### Dataset

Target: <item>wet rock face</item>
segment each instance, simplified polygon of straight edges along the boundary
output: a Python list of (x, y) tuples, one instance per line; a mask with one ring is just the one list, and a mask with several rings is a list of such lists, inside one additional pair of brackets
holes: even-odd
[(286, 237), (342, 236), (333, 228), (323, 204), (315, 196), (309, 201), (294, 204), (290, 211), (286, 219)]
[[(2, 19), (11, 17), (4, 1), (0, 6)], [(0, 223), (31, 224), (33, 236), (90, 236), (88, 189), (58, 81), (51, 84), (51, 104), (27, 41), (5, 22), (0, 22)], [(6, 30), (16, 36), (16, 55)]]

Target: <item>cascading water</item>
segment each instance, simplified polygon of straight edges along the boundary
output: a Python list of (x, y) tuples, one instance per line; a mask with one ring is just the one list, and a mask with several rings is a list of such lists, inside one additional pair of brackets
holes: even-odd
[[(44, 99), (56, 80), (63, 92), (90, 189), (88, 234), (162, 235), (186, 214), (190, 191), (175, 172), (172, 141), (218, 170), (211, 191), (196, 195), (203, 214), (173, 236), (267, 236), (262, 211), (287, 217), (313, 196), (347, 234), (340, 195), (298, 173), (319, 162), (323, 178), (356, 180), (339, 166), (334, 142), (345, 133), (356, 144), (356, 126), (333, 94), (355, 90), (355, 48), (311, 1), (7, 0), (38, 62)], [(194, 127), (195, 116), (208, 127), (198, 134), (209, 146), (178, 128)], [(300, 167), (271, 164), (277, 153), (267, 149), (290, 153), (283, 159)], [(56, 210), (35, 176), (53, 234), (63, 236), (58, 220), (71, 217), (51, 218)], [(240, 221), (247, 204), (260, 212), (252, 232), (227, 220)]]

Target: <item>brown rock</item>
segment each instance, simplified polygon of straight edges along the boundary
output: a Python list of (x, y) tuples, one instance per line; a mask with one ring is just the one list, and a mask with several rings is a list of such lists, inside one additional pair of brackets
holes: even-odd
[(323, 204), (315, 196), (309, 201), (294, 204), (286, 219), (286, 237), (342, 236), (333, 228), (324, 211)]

######

▶ Goal: Could you format every line of the entries above as a JSON list of strings, one string per line, with the blank lines left out?

▶ Full response:
[
  "Target: <item>wet rock face</item>",
  "segment each instance, simplified polygon of straight edges along the boundary",
  "output: a Python list of (x, y) tuples, one instance per line; a mask with one ring is just the one list, and a mask with several rings is a list of such lists, inside one additional pair of brackets",
  "holes: even-odd",
  "[(286, 237), (342, 236), (333, 228), (323, 204), (315, 196), (309, 201), (294, 204), (290, 211), (286, 219)]",
  "[[(2, 19), (11, 17), (4, 1), (0, 6)], [(0, 223), (31, 224), (33, 236), (90, 236), (88, 189), (58, 81), (51, 84), (51, 104), (27, 41), (5, 22), (0, 22)], [(6, 30), (16, 36), (16, 55)]]",
  "Target: <item>cascading water</item>",
  "segment each instance, simplified polygon of straight edges along the boundary",
  "output: a Python list of (x, y) tuples, one instance per line; a mask with one ring is just the one list, and a mask with several rings is a list of such lists, inside one additional pair of brackets",
  "holes: even-odd",
  "[[(44, 99), (56, 80), (63, 92), (90, 189), (88, 234), (162, 235), (186, 214), (190, 191), (175, 172), (172, 141), (218, 170), (211, 191), (196, 195), (203, 214), (173, 236), (267, 236), (262, 211), (287, 217), (313, 196), (347, 234), (340, 195), (298, 173), (319, 162), (323, 178), (356, 180), (339, 166), (334, 142), (345, 133), (356, 144), (356, 126), (333, 94), (355, 90), (355, 48), (311, 1), (7, 0), (38, 62)], [(194, 127), (195, 116), (208, 127), (198, 134), (209, 146), (178, 128)], [(300, 167), (271, 164), (277, 153), (267, 149), (290, 153), (283, 159)], [(56, 210), (35, 176), (53, 234), (63, 236), (58, 220), (71, 217), (51, 218)], [(240, 221), (247, 204), (260, 212), (252, 232), (227, 220)]]",
  "Target: <item>brown rock</item>",
  "segment each instance, simplified polygon of straight edges along the boundary",
  "output: a Python list of (x, y) tuples, one instance per line; a mask with one ring is just the one list, and a mask with several rings is a list of such lists, inside one additional pair of brackets",
  "holes: even-odd",
  "[(323, 204), (315, 196), (309, 201), (294, 204), (286, 219), (286, 237), (342, 236), (333, 228), (324, 211)]"
]